## Objective
Below are some records; retype all of them exactly.

## Material provided

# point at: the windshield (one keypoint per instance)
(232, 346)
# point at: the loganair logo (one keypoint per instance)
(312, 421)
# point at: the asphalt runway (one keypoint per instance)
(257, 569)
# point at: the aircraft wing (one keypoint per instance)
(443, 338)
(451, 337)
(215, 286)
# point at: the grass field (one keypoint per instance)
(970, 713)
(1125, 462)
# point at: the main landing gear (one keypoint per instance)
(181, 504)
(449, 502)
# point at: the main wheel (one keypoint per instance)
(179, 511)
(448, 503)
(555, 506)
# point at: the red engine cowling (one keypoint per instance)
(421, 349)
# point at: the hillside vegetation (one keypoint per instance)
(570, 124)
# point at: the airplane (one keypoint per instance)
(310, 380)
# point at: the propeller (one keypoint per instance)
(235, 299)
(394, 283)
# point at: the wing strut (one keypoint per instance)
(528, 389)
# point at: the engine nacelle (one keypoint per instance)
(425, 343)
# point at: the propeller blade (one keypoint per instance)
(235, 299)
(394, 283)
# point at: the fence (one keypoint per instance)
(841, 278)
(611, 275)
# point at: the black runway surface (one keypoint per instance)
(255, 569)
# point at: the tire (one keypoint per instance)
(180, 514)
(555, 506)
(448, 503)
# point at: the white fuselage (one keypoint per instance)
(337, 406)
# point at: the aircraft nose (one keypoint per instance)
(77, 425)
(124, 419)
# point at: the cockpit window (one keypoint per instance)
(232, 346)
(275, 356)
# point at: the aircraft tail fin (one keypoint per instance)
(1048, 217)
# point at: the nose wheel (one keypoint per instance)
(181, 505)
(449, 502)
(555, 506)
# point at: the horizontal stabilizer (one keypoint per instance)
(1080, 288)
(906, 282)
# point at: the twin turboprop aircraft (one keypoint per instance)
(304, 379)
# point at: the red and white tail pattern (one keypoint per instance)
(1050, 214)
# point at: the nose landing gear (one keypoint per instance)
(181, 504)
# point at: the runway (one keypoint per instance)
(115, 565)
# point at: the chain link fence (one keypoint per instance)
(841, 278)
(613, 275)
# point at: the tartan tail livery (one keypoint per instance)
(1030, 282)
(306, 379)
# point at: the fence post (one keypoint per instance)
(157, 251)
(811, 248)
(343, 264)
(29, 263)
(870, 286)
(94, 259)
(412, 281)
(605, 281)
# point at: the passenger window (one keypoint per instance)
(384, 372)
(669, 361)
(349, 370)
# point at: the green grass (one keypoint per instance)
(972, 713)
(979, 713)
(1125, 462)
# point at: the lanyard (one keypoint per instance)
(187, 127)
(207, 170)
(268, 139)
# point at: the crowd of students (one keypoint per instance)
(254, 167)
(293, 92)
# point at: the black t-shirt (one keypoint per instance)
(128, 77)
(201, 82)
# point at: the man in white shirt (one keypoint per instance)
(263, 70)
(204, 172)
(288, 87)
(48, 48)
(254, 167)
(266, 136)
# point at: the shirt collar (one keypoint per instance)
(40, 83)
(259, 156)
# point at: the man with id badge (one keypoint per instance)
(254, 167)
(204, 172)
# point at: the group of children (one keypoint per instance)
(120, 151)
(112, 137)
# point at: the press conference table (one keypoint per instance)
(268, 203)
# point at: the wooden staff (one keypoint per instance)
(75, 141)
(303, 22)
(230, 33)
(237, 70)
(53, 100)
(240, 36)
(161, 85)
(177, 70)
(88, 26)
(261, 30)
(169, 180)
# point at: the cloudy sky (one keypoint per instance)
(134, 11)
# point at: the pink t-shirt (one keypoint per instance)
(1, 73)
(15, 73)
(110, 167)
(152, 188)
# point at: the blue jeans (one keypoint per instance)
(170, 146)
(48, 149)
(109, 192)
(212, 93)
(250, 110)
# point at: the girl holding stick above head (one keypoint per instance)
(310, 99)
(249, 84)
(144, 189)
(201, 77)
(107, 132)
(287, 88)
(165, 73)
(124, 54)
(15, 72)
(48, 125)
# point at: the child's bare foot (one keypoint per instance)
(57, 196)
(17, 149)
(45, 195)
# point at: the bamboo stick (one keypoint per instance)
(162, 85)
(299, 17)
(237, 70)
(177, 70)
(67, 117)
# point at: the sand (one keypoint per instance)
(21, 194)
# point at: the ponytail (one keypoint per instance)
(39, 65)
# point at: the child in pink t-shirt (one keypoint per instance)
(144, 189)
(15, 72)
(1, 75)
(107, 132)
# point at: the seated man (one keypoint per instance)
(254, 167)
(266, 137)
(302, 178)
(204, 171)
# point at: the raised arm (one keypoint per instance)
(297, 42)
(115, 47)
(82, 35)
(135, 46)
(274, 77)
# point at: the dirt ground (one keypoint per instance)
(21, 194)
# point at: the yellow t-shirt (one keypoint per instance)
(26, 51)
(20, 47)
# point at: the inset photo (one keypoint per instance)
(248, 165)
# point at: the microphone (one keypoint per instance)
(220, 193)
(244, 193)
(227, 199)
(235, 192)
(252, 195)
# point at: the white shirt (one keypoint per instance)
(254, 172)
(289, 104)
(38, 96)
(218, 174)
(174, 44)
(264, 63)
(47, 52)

## Correct response
# point at: the windshield (one keypoint per instance)
(232, 346)
# point at: the loganair logo (one keypoint per instance)
(312, 421)
# point at: the asphalt runway (one keypoint per instance)
(257, 569)
# point at: the aircraft wing (one keypoint per instance)
(443, 338)
(451, 337)
(215, 286)
# point at: the grass field (one keypoint per instance)
(970, 713)
(1125, 462)
# point at: the main landing gear (one keypoint per instance)
(181, 504)
(449, 502)
# point at: the main wheel (one keypoint per instance)
(179, 511)
(448, 503)
(555, 506)
# point at: the red engine cowling (one keypoint per instance)
(421, 349)
# point at: the hillside vegetation (one keypoint per instance)
(570, 124)
# point at: the airplane (one keypoint per instance)
(310, 380)
# point at: the propeller (one keypoint per instance)
(235, 299)
(394, 283)
# point at: the wing strut (one keypoint per instance)
(528, 389)
# point at: the engine nacelle (one keypoint per instance)
(425, 343)
# point at: the propeller blade (one keypoint per instance)
(235, 299)
(394, 283)
# point at: the fence (one keypoint per instance)
(841, 278)
(611, 275)
# point at: the black runway surface (one keypoint per instance)
(255, 569)
# point at: the tire (one keypoint per instance)
(180, 514)
(555, 506)
(448, 503)
# point at: the white fuselage (one keypoint per instance)
(337, 406)
# point at: the aircraft nose (one keypoint per instance)
(77, 425)
(124, 419)
# point at: the cockpit window (one keypoint per instance)
(232, 346)
(275, 356)
# point at: the aircraft tail fin (one keypoint per instance)
(1048, 217)
# point at: the nose wheel (one keypoint per instance)
(181, 505)
(449, 502)
(555, 506)
# point at: the horizontal stabilizer (one keypoint per instance)
(1080, 288)
(906, 282)
# point at: the twin turboprop aircraft (one keypoint per instance)
(304, 379)
# point at: the red and white tail pattern (one keypoint per instance)
(1050, 214)
# point at: the nose landing gear (one keypoint per instance)
(181, 504)
# point at: the runway (one keypoint per instance)
(115, 565)
# point at: the chain link fence (one keypoint per instance)
(841, 278)
(613, 275)
# point at: the tartan tail livery (one keypoint per instance)
(1030, 282)
(306, 379)
# point at: the fence post (one keypoint per instance)
(157, 251)
(811, 248)
(343, 264)
(29, 263)
(870, 286)
(94, 259)
(412, 281)
(605, 281)
# point at: the passenger window (one keypoint per instance)
(384, 372)
(669, 361)
(349, 370)
# point at: the green grass (one keypoint per instance)
(972, 713)
(979, 713)
(1125, 462)
# point at: the lanyard (one keypoint per instance)
(187, 127)
(207, 170)
(268, 139)
# point at: the crowd of students (one keypoint per instance)
(254, 167)
(293, 92)
# point at: the black t-shirt (one keypoint per instance)
(128, 77)
(201, 82)
# point at: the man in white shirt (one keypoint per instance)
(263, 70)
(204, 172)
(288, 87)
(48, 48)
(254, 167)
(266, 136)
# point at: the shirt collar (one keypoint per instance)
(40, 83)
(259, 156)
# point at: the man with id badge (one keypoint per instance)
(254, 167)
(204, 172)
# point at: the group of children (one keypoint per instance)
(120, 151)
(112, 137)
# point at: the press conference table (one keypoint per instance)
(268, 203)
# point at: the wooden staff (one keypoint per instance)
(75, 141)
(303, 22)
(230, 33)
(237, 70)
(53, 100)
(240, 36)
(161, 85)
(177, 70)
(88, 26)
(261, 30)
(169, 180)
# point at: the cloudy sky (one keypoint per instance)
(134, 11)
# point at: the pink t-shirt (one keypoint per instance)
(1, 73)
(15, 73)
(110, 167)
(152, 188)
# point at: the blue jeans (one keypoint per instance)
(170, 146)
(48, 149)
(109, 192)
(212, 93)
(250, 110)
# point at: the girl holding stick above head (one keypoint per instance)
(310, 99)
(249, 84)
(144, 189)
(201, 77)
(107, 132)
(287, 88)
(165, 73)
(124, 54)
(15, 72)
(48, 125)
# point at: the child's bare foot (one keypoint per instance)
(57, 196)
(17, 149)
(45, 195)
# point at: the bamboo stick (one keypoint per instance)
(162, 85)
(299, 17)
(237, 70)
(177, 70)
(67, 117)
# point at: the sand (one keypoint per instance)
(21, 194)
# point at: the ponytail (one keypoint per instance)
(39, 65)
# point at: the child in pink t-shirt (one keypoint per instance)
(144, 189)
(15, 72)
(1, 75)
(107, 132)
# point at: the seated man (one keypoint per instance)
(254, 167)
(266, 137)
(302, 178)
(204, 171)
# point at: the raised arm (one keypoint per instance)
(297, 42)
(115, 47)
(82, 35)
(135, 46)
(274, 77)
# point at: the dirt ground (one keypoint per instance)
(21, 194)
# point at: the yellow t-shirt (one keypoint per instance)
(26, 51)
(20, 47)
# point at: the inset photo (one keypoint per instance)
(248, 165)
# point at: the microphone (one keypoint per instance)
(220, 193)
(244, 193)
(227, 199)
(235, 192)
(252, 195)
# point at: the white shirt (one keypoint per instance)
(254, 172)
(289, 104)
(38, 96)
(218, 174)
(174, 44)
(264, 63)
(47, 52)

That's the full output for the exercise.